■ BACAAN
Berjuang setia bagi mimpi, untuk memberikan yang baik bagi dunia meskipun terlihat mustahil, adalah sebuah kegilaan yang memberi nilai seorang manusia. Hidup untuk memberi, mempesona, seperti mengubah kata menjadi puisi.
NILAI SEORANG MANUSIA
Bagaimana cara menilai seorang manusia.
Sepanjang sejarah peradaban manusia belum pernah ada alat ukur tentang nilai seseorang. Manusia telah menemukan ilmu hitung (Matematika) sebelum zaman modern dan penyebaran ilmu pengetahuan ke seluruh dunia. Catatan sejarah menyebutkan bahwa pengembangan matematika mengalami kemilau dibeberapa tempat. Matematika sendiri berasal dari bahasa Yunani kuno, mathema yang berarti mata pelajaran. Dimulai dari para matematikawan Yunani memurnikan motode-metode (khususnya melalui pengenalan penalaran deduktif dan kekakuan matematika di dalam pembuktian matematika), kemudian para matematikawan Cina memberikan sumbangan notasi posisional, dan sistem bilangan Hindu-Arab dengan sistem angka dengan kedudukan persepuluh yang dirancang pada abad ke-9 oleh seorang ahli matematika India (belum diketahui), yang kemudian diadaptasi oleh ahli matematika Muslim, dari Persia Al-Khawarizwi dan dari Arab Al-Kindi diteruskan ke Barat melalui matematika Islam, yang membuat matematika Barat menjadi lebih berkembang lebih maju pada zaman abad pertengahan. Selanjutnya yang terjadi adalah ledakan kreativitas matematika yang berinterakasi dengan penemuan ilmiah baru yang berlanjut sampai sekarang. Perkembangan matematika yang begitu pesat membuat manusia mampu menghitung nyaris segalanya. Harta kekayaan, kekuatan, kecepatan. Tapi bagaimana dengan jiwa manusia sendiri?

■ SOAL LATIHAN
(1) Cocokkan pernyataan (a), (b), dan (c) dengan bacaan tentang nilai seorang manusia. Jawab ya atau tidak, lalu kutip kata-kata bacaan yang menentukannya.
(a) Kata matematika berasal dari bahasa Yunani kuno.
(b) Sistem angka persepuluh dirancang pada abad ke-12.
(c) Para matematikawan Cina menyumbangkan notasi posisional.
(2) Teruskan bacaan tentang nilai seorang manusia, mulai sesudah kalimat terakhirnya.
Data di bawah ini tidak ada hubungannya dengan bacaan tadi.

■ DATA TERCATAT
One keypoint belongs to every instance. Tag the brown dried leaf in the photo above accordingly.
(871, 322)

■ JAWABAN
(1)
(a) Ya: "Matematika sendiri berasal dari bahasa Yunani kuno, mathema yang berarti mata pelajaran."
(b) Tidak: "sistem angka dengan kedudukan persepuluh yang dirancang pada abad ke-9"
(c) Ya: "para matematikawan Cina memberikan sumbangan notasi posisional"

(2)
Sebagai jiwa, manusia memiliki kesadaran, mampu membedakan antara baik dan buruk. Manusia memiliki kemampuan untuk memilih secara etis, pilihan-pilihannya, baik atau buruk, menghasilkan sebuah pembukuan debit-kredit moral. Sebagaimana kita manusia beragama percaya bahwa kelak akan dipertanggungjawabkan setelah manusia itu mati. Akan tetapi dalam kehidupan sehari-hari bagaimana mengukurnya? Dalam hal ini matematika tidak bisa memberikan jawaban.
Manusia yang bernilai tentu adalah yang memiliki etika dan moral yang baik. Tapi bagaimana mengukurnya ketika etika dan moral tak bisa diukur secara pasti? Secara etimologi, etika berasal dari bahasa Yunani kuno, yakni ethos yang berarti adat-istiadat atau kebiasaan hidup yang dianggap baik oleh kalangan atau masyarakat tertentu. Etika biasanya berkaitan erat dengan moral, yang berasal dari bahasa Latin, mos dan bentuk jamaknya mores yang artinya juga adat kebiasaan atau tata cara hidup seseorang dengan melakukan perbuatan yang baik (kesusilaan) dan menghindari hal-hal yang buruk. Etika dan moral kurang lebih memiliki pengertian yang sama, ciri keduanya sama baik etika dan moral tidak bersifat mutlak, tergantung tempat dan waktu, keduanya bisa bergeser.
Manusia sebagai individu yang tak berulang sama persis.
Manusia berkembang seiring dengan jalannya waktu, azas berjalan pada tapak pertama, sebagaimana telur ditetaskan, kemudian kepak sayap direntangkan, semua bersahaja. Masing-masing kita memiliki kisah kehidupannya masing-masing. Ada yang tumbuh, ada cara membumbuinya. Detil-detil yang tidak tepat, atau salah ingat. Terlepas dari apakah rinciannya itu tepat atau tidak, namun selalu ada suatu inti kebenaran untuk kaidah seperti itu sama dengan pertama kali dahulu.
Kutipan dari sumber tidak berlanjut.